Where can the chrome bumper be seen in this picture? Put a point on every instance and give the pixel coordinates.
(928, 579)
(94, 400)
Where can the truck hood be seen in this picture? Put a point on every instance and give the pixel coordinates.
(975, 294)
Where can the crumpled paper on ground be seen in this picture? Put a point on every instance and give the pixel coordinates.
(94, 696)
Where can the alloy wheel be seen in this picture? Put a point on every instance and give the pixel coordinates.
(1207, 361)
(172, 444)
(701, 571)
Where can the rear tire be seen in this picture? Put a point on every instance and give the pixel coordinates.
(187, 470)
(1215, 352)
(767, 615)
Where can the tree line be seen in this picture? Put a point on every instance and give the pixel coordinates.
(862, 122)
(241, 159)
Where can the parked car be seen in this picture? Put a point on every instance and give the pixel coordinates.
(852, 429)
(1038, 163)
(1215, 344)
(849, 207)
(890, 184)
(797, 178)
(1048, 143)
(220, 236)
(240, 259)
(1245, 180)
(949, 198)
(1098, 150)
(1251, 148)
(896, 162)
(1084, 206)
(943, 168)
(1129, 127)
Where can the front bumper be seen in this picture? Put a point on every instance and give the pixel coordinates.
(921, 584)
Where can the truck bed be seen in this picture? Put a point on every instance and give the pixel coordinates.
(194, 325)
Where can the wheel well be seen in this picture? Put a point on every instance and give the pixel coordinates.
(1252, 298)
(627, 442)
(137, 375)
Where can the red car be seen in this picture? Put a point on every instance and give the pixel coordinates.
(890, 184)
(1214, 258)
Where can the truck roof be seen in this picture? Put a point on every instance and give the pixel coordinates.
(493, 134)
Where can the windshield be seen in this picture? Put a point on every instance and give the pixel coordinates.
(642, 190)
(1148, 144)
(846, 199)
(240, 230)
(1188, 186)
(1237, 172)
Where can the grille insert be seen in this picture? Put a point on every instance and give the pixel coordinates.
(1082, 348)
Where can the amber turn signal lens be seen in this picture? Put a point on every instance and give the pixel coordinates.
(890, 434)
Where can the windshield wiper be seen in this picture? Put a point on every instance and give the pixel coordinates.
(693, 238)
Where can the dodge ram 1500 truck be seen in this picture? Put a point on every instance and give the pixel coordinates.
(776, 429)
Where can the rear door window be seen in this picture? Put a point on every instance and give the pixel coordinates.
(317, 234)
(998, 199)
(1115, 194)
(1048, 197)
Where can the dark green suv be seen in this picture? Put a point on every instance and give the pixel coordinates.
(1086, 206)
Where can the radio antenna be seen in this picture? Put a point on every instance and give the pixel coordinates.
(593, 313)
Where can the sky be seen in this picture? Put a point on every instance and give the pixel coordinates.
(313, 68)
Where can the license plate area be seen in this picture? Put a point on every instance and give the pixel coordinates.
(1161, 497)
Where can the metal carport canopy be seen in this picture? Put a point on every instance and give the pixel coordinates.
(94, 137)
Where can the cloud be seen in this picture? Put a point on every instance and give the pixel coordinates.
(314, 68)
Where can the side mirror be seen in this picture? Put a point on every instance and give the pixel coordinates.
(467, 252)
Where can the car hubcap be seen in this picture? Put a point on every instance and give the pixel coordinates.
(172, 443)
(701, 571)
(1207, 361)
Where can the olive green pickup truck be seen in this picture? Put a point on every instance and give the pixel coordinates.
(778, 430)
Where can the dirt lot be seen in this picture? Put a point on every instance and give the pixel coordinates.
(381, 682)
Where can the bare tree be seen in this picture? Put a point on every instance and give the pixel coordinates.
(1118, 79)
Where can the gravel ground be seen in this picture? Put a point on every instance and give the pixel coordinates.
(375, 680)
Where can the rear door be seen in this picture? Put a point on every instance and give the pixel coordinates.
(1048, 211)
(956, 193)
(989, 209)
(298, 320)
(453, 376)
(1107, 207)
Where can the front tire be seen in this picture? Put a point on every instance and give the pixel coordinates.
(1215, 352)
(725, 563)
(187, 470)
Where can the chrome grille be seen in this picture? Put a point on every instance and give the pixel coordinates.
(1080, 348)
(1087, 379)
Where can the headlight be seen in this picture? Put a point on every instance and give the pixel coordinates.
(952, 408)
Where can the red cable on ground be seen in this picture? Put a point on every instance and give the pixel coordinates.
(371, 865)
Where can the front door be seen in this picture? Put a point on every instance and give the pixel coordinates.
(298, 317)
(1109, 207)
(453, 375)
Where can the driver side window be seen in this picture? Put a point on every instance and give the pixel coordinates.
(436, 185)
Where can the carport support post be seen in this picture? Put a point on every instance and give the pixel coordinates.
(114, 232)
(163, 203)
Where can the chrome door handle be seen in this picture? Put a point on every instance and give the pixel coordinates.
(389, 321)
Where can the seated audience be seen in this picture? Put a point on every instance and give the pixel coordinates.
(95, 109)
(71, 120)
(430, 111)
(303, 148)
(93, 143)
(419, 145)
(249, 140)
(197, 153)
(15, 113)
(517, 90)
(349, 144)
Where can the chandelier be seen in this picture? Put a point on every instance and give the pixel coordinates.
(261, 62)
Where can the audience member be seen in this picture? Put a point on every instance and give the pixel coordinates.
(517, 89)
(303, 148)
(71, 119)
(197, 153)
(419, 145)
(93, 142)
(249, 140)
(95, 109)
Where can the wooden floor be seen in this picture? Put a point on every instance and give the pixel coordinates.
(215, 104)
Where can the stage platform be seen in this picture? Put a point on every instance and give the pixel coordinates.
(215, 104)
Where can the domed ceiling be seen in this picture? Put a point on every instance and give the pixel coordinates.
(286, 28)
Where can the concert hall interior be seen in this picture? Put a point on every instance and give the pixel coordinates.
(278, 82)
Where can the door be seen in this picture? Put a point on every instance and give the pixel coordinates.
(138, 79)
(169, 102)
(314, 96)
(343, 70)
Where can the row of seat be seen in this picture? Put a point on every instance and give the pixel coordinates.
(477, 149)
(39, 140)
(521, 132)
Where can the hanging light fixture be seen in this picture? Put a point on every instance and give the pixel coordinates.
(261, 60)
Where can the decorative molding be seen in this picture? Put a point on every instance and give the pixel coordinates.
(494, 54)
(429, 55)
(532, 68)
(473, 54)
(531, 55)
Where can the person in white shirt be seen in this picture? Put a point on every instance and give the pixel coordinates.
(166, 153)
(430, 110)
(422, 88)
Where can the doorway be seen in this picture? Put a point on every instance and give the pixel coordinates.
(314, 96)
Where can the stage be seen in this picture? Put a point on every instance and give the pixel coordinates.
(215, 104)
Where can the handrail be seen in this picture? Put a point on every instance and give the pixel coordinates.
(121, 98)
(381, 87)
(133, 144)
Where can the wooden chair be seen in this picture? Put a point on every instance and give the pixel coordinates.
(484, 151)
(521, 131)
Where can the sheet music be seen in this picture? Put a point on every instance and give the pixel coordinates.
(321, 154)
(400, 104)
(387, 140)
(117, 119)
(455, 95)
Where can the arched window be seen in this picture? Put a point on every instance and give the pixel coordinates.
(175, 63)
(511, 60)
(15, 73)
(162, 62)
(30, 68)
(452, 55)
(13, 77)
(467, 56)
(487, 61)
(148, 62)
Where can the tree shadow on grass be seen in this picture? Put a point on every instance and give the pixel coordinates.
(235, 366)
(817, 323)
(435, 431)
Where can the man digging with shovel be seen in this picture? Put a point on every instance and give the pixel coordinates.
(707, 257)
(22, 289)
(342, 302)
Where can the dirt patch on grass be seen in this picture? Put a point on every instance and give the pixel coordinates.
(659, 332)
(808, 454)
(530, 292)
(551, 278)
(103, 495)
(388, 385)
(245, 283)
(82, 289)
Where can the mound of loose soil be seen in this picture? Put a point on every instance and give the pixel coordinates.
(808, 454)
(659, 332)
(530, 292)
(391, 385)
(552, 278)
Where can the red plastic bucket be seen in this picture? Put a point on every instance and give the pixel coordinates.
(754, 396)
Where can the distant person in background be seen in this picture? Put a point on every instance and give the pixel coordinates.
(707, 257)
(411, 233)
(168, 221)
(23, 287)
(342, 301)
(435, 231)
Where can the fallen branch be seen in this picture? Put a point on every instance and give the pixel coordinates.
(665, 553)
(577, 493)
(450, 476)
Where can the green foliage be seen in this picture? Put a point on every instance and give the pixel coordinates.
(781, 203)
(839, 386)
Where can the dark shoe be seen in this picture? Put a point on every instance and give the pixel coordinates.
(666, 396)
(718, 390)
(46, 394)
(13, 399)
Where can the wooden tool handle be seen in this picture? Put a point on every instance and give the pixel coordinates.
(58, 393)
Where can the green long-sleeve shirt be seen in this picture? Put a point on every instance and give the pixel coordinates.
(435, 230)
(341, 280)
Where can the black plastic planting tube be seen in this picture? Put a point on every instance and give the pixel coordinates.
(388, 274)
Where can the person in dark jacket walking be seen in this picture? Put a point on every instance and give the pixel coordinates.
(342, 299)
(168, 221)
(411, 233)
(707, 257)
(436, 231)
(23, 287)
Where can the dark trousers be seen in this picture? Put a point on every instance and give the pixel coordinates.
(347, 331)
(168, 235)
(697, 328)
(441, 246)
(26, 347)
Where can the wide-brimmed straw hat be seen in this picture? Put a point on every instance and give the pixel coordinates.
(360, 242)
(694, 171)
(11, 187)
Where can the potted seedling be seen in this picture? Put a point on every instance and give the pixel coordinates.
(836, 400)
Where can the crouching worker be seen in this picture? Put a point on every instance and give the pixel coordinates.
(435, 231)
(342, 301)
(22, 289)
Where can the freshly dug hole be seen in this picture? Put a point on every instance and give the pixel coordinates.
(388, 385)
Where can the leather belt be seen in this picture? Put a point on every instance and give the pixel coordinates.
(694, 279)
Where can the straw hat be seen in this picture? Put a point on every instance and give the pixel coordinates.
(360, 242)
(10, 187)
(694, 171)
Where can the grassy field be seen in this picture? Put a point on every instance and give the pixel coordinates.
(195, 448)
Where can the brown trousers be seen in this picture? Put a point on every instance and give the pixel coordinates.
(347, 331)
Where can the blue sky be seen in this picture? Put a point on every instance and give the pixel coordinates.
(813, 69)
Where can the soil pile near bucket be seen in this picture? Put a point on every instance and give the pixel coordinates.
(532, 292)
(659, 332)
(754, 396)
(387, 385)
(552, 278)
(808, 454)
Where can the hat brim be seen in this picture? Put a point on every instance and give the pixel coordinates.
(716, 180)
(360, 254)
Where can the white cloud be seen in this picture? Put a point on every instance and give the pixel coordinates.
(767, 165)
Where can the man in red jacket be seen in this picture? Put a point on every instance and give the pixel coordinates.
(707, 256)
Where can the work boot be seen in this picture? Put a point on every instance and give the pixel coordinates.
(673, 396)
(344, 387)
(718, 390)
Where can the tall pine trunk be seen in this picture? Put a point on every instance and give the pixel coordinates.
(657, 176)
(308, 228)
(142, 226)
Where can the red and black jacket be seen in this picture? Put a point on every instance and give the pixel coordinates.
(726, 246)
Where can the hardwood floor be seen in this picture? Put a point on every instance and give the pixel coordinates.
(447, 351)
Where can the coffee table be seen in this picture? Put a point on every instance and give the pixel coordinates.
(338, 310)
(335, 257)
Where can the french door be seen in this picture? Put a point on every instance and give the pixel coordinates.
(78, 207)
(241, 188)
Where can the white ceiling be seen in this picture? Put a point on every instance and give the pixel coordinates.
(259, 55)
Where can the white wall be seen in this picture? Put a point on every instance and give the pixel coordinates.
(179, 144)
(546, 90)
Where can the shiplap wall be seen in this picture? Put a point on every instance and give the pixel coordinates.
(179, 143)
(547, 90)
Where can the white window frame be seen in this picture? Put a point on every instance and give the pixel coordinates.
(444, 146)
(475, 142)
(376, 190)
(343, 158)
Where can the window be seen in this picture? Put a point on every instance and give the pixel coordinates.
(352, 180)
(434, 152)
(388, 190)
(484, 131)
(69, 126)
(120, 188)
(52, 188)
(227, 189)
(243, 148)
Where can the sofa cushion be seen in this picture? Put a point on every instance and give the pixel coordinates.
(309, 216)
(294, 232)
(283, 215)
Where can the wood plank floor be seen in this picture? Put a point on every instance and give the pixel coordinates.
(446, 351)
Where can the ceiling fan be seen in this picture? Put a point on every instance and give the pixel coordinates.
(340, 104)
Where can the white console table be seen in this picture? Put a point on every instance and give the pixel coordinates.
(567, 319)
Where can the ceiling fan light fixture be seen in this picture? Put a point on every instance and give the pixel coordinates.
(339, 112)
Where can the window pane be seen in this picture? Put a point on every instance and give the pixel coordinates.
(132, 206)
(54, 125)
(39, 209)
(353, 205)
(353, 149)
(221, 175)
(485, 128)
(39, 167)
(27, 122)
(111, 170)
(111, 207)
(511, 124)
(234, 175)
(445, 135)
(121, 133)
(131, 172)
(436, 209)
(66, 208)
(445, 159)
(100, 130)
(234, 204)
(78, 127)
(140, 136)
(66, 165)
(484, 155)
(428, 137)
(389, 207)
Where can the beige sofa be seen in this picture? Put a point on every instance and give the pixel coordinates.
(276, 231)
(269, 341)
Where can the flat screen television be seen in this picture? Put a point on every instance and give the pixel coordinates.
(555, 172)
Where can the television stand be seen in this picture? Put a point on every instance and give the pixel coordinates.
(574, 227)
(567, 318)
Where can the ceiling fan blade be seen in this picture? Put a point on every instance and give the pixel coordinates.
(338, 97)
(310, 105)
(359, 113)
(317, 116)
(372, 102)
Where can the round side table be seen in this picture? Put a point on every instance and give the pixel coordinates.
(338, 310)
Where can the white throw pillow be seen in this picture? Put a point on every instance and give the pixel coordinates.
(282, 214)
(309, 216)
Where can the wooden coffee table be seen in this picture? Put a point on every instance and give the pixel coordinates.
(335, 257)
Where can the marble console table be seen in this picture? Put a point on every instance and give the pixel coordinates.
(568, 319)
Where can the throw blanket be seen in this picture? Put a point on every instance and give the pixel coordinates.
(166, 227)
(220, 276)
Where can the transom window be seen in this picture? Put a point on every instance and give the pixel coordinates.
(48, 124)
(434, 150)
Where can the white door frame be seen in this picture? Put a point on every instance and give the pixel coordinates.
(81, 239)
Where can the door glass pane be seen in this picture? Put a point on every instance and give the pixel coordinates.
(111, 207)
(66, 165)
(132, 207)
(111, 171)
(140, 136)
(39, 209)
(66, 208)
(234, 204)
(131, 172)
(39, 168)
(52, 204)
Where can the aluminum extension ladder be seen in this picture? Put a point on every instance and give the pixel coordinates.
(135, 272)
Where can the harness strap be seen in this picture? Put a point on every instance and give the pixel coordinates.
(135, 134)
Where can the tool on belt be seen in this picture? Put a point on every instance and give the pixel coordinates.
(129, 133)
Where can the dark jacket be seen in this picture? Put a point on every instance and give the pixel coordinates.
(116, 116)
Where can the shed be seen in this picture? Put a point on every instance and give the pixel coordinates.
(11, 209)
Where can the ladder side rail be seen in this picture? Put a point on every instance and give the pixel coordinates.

* * *

(TASK OBJECTIVE): Beginning at the line that holds "Where can the shed", reproduce the lines exactly up to and including the final line of the entries.

(OUTPUT BELOW):
Where can the shed be seen in this picture? Put a point on every instance and give the pixel coordinates.
(11, 209)
Where can the ladder side rail be seen in this picture? Put a point on every instance and give the pixel coordinates.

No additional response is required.